# [Okuma Metni]
|---|

Emsal Mahkeme Kararı İstanbul 8. Asliye Ticaret Mahkemesi 2020/485 E. 2022/42 K. 31.01.2022 T.

Görüntülediğiniz mahkeme kararı henüz kesinleşmemiştir. Yararlı olması amacıyla eklenmiştir.

T.C.
İSTANBUL
8. ASLİYE TİCARET MAHKEMESİ

ESAS NO:2020/485 Esas
KARAR NO :2022/42 Karar

DAVA:İtirazın İptali (Ticari Satımdan Kaynaklanan)

|---|

Yukarıdaki mahkeme kararı metnini baştan sona, hiçbir değişiklik yapmadan kelimesi kelimesine tekrar yazın.

# [Veri Kesiti]
|---|

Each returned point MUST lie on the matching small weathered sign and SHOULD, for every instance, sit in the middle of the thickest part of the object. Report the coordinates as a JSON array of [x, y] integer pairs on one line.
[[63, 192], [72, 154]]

|---|

# [Alıştırma Çözümü]
Emsal Mahkeme Kararı İstanbul 8. Asliye Ticaret Mahkemesi 2020/485 E. 2022/42 K. 31.01.2022 T.

Görüntülediğiniz mahkeme kararı henüz kesinleşmemiştir. Yararlı olması amacıyla eklenmiştir.

T.C.
İSTANBUL
8. ASLİYE TİCARET MAHKEMESİ

ESAS NO:2020/485 Esas
KARAR NO :2022/42 Karar

DAVA:İtirazın İptali (Ticari Satımdan Kaynaklanan)